TEXT FOR ANALYSIS —
◇ ◇ ◇

Arizona State Route 51 (SR 51), also known as the Piestewa Freeway, is a numbered state highway in Phoenix, Arizona. It connects Interstate 10 and Loop 202 just outside downtown Phoenix with Loop 101 on the north side of Phoenix, making it one of the area's major freeways. It is a largely north-south route and is known for traversing the Piestewa Peak Recreation Area. The peak was named after Lori Piestewa, the first Native American woman to die in combat in the U.S. military. Prior to this time, the freeway was known as the Squaw Peak Parkway, a name considered offensive by Native Americans. Rapid growth and increased traffic demand on the east side of Metro Phoenix made the Piestewa Freeway necessary.

The freeway was proposed at least as far back as 1955. It was intended to become part of a never-constructed Interstate 510.

◇ ◇ ◇

Stored data entries:
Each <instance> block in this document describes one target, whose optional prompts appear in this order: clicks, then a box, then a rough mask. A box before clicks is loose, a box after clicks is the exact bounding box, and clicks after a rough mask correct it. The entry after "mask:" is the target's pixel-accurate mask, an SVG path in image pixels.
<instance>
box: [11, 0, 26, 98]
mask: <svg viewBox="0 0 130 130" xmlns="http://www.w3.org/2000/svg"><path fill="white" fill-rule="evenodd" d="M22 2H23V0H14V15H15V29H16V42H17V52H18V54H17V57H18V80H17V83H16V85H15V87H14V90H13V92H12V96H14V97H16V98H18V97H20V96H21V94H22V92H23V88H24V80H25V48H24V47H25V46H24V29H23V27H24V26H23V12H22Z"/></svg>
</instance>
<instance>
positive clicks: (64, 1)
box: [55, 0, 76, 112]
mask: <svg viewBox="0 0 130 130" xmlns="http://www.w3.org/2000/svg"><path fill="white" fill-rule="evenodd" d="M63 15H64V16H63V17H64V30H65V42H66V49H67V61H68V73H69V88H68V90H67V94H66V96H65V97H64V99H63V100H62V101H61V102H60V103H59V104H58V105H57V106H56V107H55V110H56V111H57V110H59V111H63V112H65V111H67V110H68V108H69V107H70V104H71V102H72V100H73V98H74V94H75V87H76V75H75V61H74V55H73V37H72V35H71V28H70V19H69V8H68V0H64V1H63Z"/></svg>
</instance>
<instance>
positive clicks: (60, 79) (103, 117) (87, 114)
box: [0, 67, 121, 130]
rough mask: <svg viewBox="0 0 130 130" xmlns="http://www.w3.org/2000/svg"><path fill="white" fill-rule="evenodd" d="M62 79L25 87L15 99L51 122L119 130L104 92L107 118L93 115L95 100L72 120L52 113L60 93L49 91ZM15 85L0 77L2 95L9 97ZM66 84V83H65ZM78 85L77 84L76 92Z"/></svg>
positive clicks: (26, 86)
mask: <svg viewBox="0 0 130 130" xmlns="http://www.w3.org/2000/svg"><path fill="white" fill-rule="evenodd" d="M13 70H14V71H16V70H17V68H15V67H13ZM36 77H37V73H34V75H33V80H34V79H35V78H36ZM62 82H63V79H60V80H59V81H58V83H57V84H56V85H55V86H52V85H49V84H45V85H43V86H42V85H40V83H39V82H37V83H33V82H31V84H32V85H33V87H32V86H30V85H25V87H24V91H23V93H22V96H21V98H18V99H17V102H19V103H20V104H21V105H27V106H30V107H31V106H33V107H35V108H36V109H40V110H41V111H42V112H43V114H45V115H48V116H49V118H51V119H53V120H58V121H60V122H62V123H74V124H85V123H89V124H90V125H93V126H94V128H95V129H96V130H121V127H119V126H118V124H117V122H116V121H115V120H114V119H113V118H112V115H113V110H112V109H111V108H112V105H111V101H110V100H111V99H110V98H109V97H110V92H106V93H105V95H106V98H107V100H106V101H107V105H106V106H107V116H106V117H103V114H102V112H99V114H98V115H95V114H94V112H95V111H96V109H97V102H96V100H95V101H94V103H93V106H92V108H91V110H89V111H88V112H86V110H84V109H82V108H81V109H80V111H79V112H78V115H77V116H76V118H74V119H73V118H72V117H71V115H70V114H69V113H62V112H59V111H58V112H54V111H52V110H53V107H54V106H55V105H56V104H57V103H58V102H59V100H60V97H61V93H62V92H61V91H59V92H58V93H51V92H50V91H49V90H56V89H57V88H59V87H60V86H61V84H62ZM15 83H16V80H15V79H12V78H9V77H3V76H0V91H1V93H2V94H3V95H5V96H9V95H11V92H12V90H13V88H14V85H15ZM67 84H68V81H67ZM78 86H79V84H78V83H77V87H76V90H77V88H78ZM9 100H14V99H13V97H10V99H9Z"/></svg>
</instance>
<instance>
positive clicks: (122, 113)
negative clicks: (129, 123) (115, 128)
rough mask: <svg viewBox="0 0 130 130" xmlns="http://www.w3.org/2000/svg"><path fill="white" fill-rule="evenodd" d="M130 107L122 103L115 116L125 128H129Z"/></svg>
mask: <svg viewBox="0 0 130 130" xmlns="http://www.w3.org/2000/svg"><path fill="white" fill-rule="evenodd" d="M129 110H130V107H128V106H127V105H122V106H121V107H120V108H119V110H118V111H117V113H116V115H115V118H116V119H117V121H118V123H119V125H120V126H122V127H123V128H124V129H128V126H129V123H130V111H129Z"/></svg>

◇ ◇ ◇

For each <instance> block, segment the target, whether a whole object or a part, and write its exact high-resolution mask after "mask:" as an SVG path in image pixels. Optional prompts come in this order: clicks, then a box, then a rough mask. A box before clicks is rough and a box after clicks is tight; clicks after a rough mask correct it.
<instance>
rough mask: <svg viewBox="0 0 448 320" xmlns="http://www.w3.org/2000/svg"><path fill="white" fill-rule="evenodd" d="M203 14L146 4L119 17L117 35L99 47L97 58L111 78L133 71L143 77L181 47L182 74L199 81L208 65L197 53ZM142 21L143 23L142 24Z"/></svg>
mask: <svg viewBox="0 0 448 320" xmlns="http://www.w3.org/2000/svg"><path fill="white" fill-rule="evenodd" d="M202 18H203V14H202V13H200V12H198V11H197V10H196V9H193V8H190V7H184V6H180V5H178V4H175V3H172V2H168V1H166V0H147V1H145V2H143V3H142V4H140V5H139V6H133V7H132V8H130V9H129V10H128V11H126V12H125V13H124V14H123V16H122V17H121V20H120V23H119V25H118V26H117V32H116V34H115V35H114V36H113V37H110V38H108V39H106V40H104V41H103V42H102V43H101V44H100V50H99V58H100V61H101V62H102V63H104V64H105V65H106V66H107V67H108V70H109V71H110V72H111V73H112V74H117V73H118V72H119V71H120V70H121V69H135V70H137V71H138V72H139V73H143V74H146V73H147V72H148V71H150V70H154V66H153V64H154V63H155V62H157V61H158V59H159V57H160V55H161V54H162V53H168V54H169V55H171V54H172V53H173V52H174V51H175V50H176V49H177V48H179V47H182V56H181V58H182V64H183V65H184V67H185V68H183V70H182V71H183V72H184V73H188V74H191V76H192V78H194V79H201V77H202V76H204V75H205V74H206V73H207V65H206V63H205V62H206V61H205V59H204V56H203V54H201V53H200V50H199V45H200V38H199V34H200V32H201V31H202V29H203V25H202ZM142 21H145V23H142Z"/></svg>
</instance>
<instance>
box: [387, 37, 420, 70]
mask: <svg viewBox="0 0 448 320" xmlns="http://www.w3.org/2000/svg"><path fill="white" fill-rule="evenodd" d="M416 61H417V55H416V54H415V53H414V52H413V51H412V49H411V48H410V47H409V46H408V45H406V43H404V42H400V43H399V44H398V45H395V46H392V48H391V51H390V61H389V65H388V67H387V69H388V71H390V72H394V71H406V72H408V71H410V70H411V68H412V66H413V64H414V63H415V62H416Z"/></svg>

◇ ◇ ◇

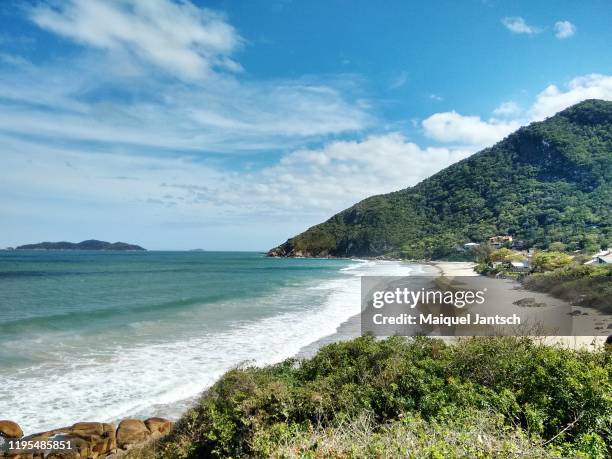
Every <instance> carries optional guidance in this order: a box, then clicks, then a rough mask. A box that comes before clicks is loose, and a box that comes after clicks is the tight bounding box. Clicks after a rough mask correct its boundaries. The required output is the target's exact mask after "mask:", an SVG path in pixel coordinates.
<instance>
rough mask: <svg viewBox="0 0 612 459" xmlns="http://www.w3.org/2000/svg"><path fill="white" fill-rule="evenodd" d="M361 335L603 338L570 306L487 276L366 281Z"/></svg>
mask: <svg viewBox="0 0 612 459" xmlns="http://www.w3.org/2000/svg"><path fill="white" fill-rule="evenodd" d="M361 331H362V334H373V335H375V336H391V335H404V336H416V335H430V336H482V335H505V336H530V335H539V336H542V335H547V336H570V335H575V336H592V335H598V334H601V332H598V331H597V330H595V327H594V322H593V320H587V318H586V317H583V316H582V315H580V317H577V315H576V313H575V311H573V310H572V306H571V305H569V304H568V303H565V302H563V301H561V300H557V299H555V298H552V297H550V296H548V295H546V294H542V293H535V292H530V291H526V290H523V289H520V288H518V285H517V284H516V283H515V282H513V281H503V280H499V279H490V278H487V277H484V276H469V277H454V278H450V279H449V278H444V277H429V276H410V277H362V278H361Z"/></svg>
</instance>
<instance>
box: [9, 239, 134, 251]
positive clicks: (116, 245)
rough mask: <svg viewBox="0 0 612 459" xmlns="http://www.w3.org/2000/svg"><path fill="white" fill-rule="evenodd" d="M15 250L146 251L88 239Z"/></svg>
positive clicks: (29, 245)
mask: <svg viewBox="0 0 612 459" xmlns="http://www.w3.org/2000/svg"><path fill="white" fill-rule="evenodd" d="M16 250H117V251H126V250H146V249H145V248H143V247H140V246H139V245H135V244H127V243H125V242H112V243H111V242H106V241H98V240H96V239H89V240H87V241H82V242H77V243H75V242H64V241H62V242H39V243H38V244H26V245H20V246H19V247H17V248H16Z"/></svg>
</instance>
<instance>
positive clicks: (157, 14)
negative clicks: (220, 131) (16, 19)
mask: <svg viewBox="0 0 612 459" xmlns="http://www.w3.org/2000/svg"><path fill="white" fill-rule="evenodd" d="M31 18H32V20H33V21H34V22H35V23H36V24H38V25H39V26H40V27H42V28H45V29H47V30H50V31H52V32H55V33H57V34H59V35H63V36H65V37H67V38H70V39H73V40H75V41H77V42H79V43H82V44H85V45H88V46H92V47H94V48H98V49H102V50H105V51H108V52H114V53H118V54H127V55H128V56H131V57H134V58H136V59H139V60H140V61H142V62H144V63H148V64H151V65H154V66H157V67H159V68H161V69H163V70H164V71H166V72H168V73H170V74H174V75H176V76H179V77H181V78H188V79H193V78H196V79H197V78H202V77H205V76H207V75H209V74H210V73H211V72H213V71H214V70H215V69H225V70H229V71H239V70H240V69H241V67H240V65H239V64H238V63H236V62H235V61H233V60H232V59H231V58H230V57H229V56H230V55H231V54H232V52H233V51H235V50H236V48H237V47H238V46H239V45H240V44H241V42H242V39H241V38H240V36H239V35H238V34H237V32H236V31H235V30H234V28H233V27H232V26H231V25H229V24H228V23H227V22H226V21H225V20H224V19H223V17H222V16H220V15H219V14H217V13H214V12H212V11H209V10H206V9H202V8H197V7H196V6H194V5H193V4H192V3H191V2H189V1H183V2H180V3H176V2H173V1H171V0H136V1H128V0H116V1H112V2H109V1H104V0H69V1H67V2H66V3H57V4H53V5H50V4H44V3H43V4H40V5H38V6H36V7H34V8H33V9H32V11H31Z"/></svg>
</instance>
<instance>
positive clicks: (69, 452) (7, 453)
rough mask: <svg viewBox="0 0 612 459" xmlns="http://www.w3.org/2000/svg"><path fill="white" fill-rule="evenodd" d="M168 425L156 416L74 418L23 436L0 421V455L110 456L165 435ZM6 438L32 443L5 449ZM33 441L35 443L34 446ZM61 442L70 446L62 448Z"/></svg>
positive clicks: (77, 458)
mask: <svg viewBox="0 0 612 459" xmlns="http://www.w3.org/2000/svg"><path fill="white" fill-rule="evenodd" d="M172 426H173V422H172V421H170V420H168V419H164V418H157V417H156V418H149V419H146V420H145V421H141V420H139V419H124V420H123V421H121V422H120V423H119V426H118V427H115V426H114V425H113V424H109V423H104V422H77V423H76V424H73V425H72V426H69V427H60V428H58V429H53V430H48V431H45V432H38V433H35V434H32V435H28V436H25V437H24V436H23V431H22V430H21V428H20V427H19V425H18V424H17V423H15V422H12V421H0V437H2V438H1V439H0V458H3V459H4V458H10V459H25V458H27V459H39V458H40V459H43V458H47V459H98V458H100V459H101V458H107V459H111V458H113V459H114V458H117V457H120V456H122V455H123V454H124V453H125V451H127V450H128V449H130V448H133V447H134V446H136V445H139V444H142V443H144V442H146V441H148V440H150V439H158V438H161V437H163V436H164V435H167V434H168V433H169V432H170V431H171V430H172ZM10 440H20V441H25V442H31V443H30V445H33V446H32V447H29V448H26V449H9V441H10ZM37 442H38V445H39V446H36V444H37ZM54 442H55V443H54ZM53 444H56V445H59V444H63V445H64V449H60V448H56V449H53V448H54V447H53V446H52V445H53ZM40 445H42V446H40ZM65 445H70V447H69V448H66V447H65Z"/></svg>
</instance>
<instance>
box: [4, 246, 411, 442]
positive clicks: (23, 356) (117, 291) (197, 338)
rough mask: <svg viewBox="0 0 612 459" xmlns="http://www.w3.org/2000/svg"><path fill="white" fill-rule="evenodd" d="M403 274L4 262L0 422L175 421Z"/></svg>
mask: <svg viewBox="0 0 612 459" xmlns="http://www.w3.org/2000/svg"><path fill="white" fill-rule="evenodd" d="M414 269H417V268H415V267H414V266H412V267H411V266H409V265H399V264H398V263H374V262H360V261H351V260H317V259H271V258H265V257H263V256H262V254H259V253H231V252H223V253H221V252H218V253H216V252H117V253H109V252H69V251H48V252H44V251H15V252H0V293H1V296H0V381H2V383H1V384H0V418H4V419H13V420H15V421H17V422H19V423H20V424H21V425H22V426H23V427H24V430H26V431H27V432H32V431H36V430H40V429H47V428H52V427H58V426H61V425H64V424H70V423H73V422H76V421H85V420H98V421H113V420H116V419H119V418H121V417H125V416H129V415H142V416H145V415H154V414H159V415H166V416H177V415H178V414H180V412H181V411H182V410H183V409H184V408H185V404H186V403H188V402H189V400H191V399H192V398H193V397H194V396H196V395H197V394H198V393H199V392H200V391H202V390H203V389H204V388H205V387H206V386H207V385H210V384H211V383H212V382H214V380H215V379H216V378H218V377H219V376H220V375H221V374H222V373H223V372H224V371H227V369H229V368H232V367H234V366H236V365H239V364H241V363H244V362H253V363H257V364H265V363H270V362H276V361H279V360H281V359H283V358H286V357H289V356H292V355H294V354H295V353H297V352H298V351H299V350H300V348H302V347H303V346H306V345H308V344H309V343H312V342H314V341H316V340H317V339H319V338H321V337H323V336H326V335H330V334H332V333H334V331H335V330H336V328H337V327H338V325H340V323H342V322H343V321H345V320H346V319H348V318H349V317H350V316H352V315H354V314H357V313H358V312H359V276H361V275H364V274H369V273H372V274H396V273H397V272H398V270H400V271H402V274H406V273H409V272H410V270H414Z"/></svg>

◇ ◇ ◇

INSTRUCTIONS TO FOLLOW —
Continue the text on Arizona State Route 51 from its last sentence, about the never-constructed Interstate 510.

RESPONSE AREA —
==Route description==
SR 51 begins at an interchange with I-10 and Loop 202 immediately east of downtown Phoenix. The route heads north from the interchange through the northern sections of Phoenix. The freeway travels through some major areas of Phoenix and past some major services such as the Phoenix Children's Hospital, Arizona Heart Hospital and Heart Institute, and the Camelback Colonnade at 20th Street and Camelback Road. The highway then begins to climb to the top of Dreamy Draw, a mountain passage between Piestewa Peak and North Mountain, before descending into the Paradise Valley area of North Phoenix. It reaches its northern terminus at a three-way interchange with Loop 101 by Desert Ridge. The entire length of SR 51 features HOV lanes.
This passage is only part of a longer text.